— begin MATERIAL —

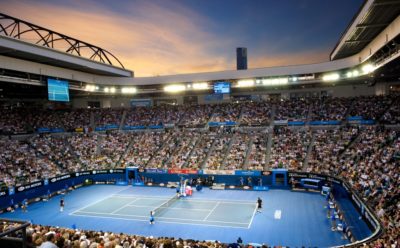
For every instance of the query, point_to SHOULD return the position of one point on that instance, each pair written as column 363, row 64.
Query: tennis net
column 158, row 210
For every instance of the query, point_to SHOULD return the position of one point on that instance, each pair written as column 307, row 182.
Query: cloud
column 150, row 39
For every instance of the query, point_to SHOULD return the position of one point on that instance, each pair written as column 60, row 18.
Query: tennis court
column 237, row 214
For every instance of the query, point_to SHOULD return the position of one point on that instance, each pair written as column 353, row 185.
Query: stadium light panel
column 368, row 68
column 200, row 86
column 174, row 88
column 331, row 77
column 275, row 81
column 128, row 90
column 246, row 83
column 90, row 87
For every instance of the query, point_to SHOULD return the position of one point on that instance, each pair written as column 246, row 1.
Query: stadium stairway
column 92, row 122
column 227, row 150
column 248, row 152
column 269, row 145
column 309, row 150
column 194, row 146
column 121, row 125
column 204, row 162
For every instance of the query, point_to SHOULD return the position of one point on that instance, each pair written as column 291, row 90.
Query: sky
column 164, row 37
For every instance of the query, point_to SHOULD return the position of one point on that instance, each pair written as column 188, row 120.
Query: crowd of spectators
column 328, row 146
column 258, row 153
column 196, row 115
column 112, row 148
column 289, row 147
column 108, row 116
column 57, row 150
column 226, row 112
column 218, row 152
column 366, row 157
column 256, row 114
column 180, row 157
column 20, row 163
column 144, row 146
column 370, row 107
column 330, row 109
column 75, row 118
column 236, row 156
column 292, row 110
column 163, row 155
column 392, row 115
column 201, row 150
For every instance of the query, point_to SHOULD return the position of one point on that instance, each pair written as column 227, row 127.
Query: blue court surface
column 287, row 218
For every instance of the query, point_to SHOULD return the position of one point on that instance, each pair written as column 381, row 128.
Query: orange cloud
column 152, row 40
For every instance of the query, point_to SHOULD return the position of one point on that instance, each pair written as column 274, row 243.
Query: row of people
column 378, row 108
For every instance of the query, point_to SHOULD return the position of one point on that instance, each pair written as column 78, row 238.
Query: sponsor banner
column 4, row 192
column 156, row 126
column 138, row 184
column 11, row 190
column 354, row 118
column 266, row 173
column 169, row 125
column 356, row 200
column 106, row 127
column 182, row 171
column 367, row 122
column 82, row 173
column 247, row 173
column 100, row 172
column 217, row 172
column 49, row 130
column 158, row 171
column 134, row 127
column 59, row 178
column 122, row 183
column 280, row 122
column 29, row 186
column 224, row 123
column 111, row 126
column 104, row 182
column 320, row 123
column 370, row 220
column 141, row 102
column 296, row 123
column 260, row 188
column 118, row 171
column 213, row 98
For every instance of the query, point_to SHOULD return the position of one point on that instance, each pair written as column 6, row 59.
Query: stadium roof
column 24, row 40
column 373, row 17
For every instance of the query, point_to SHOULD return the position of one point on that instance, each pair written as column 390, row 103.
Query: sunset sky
column 161, row 37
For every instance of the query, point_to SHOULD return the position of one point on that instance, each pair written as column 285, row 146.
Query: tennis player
column 62, row 204
column 151, row 217
column 259, row 205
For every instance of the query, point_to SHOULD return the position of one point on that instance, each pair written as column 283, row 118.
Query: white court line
column 91, row 204
column 124, row 205
column 252, row 217
column 173, row 222
column 170, row 218
column 194, row 209
column 212, row 210
column 190, row 199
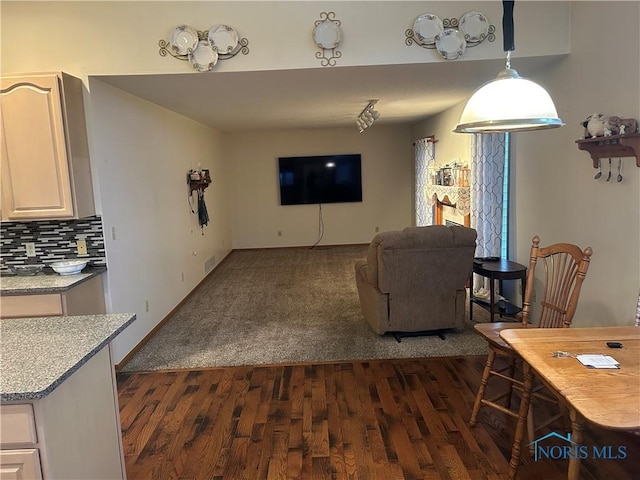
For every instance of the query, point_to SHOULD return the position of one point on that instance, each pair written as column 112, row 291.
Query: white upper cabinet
column 45, row 166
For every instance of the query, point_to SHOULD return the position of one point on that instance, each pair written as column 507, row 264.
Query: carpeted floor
column 284, row 306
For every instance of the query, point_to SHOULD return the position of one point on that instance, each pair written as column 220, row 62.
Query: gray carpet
column 284, row 306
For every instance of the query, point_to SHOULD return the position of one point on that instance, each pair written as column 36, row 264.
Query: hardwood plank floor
column 365, row 420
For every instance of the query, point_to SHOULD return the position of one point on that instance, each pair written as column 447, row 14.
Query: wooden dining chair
column 564, row 268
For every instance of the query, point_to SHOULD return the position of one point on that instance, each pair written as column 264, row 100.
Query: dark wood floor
column 381, row 419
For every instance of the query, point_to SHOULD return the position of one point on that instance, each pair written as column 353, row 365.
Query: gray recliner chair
column 414, row 280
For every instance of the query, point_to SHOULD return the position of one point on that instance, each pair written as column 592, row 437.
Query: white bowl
column 69, row 267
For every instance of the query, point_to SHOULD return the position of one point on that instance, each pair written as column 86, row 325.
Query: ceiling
column 319, row 97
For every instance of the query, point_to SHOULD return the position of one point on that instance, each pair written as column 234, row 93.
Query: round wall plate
column 327, row 35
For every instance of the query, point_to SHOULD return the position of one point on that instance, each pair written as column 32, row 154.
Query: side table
column 501, row 269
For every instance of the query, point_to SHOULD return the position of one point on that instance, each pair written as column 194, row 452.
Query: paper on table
column 598, row 361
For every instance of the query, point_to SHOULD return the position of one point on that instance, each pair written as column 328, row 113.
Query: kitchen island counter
column 45, row 283
column 38, row 354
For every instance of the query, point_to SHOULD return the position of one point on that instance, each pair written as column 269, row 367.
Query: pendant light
column 509, row 103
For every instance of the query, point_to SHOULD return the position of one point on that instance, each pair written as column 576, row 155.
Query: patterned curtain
column 487, row 184
column 424, row 156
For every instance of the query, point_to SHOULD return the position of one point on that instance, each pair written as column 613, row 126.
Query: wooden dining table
column 609, row 398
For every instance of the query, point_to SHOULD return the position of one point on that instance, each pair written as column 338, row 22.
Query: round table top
column 498, row 268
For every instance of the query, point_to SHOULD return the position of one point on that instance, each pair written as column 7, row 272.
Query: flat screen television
column 320, row 179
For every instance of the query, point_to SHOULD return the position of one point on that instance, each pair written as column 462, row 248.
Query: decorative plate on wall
column 183, row 39
column 451, row 44
column 426, row 28
column 327, row 34
column 223, row 38
column 204, row 57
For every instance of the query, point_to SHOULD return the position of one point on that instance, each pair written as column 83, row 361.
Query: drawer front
column 47, row 305
column 17, row 425
column 21, row 464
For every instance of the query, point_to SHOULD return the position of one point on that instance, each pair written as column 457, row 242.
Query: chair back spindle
column 564, row 269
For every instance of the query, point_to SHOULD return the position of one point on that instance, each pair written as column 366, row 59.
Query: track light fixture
column 367, row 116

— end MATERIAL —

▶ **GOAL OF THE EXERCISE**
Reproduce word for word the lines of the records above, starting at the line that contains "188, row 120." and stopping after the line that contains "column 152, row 40". Include both of those end lines.

▶ **FULL ANSWER**
For every instance of the query, point_to SHOULD return the position of one point on that instance, each pair written as column 188, row 120.
Query: crowd of spectators
column 328, row 146
column 258, row 153
column 196, row 115
column 112, row 148
column 289, row 147
column 108, row 116
column 57, row 150
column 226, row 112
column 218, row 152
column 366, row 157
column 256, row 114
column 180, row 157
column 20, row 163
column 144, row 146
column 370, row 107
column 330, row 109
column 75, row 118
column 236, row 156
column 292, row 110
column 163, row 155
column 392, row 115
column 201, row 150
For every instance of the query, point_to SHOULD return the position of one point on that instance, each pair written as column 227, row 127.
Query: blue court surface
column 287, row 218
For every instance of the query, point_to SHOULD return the position of one point on that instance, each pair written as column 381, row 128.
Query: orange cloud
column 152, row 40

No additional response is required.